-- START SELECTION --

According to Joan Fontaine, the actress was born to feud with sister Olivia de Havilland. Literally.
"Olivia so hated the idea of having a sibling that she wouldn't go near my crib," Fontaine told People magazine in 1978.
Fontaine, the Oscar-winning star of "Suspicion," and de Havilland, the two-time Best Actress honoree and star of "Gone With the Wind," were parties to one of Hollywood's all-time chilliest relationships. The siblings' legendary rivalry apparently was carried to the grave Sunday when Fontaine died in her sleep in her Carmel, California, home.
Fontaine was 96. De Havilland, who survives her, is 97. By most accounts, the last time the two spoke was during the Ford Administration. As Fontaine put it, "You can divorce your sister as well as your husbands."
[Related: Legendary Actress Joan Fontaine Dies at 96]
More often than not, de Havilland didn't say anything at all. "That is the one subject on which I never speak," she told London's Independent in 2009. "Never."
Fontaine gave her version of things in the 1978 memoir "No Bed of Roses." (Though long said to have been at work on her own autobiography, de Havilland has yet to publish one.)
In the interview with People, which was timed to promote her book, Fontaine talked about how, as children, de Havilland made her cry by reading aloud, and loudly, from the Bible, and how, as teens, de Havilland broke Fontaine's collarbone "in a rage."

-- END SELECTION --
-- START ENTRIES --

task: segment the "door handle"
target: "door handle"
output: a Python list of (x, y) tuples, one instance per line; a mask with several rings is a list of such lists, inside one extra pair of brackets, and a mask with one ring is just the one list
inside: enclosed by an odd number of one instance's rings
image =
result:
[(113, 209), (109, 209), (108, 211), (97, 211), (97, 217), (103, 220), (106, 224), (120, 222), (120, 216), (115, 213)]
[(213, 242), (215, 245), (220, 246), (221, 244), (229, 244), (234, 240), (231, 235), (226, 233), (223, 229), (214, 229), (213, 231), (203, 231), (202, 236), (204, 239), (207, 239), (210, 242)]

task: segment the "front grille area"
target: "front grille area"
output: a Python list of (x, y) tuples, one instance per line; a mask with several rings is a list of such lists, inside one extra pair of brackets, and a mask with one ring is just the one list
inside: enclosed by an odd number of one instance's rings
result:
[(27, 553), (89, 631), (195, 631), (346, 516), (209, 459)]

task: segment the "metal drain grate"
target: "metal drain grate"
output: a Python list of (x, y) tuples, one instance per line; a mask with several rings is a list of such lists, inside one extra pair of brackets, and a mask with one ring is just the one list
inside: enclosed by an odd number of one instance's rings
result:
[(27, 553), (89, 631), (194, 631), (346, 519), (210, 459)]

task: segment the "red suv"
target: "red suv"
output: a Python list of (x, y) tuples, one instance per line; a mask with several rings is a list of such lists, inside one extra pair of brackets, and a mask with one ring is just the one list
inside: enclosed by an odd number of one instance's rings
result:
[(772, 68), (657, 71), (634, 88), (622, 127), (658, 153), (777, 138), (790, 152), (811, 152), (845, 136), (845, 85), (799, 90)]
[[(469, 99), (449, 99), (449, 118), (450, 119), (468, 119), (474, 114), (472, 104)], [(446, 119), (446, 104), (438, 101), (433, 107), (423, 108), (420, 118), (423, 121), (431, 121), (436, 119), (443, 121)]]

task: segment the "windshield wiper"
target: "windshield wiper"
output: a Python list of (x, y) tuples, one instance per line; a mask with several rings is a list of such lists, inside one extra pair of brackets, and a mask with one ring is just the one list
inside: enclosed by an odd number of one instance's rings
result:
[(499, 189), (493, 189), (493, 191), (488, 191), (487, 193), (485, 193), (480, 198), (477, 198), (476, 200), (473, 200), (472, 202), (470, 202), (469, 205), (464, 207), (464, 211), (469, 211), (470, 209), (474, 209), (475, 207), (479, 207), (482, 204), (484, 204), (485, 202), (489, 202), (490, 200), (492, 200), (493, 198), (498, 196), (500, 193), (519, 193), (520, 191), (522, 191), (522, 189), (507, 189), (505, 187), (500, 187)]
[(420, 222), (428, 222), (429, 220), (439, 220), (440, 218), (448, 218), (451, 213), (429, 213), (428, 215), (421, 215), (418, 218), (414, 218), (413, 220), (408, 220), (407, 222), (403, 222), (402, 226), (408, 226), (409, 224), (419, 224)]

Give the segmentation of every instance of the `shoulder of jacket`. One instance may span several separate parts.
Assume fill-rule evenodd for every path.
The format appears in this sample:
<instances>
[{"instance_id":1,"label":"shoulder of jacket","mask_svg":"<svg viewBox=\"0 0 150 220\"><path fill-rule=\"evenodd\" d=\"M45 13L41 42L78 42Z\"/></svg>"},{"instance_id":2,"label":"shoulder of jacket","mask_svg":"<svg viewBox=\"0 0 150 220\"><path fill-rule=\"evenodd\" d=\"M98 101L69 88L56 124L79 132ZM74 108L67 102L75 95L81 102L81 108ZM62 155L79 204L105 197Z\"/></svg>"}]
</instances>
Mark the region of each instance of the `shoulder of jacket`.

-- END ENTRIES --

• WORK TO DO:
1. In the article on Joan Fontaine, is each of these statements supported? Answer yes or no for each, quoting the words that decide it.
(a) Fontaine died at her home in Carmel, California.
(b) De Havilland has published an autobiography.
(c) Fontaine's memoir appeared in 1978.
2. According to the article on Joan Fontaine, which newspaper did de Havilland speak to in 2009?
The data that come after the article on Joan Fontaine are a separate set of material.

• RESPONSES TO THE TASKS:
1.
(a) Yes: "when Fontaine died in her sleep in her Carmel, California, home."
(b) No: "de Havilland has yet to publish one."
(c) Yes: "the 1978 memoir "No Bed of Roses.""

2. London's Independent.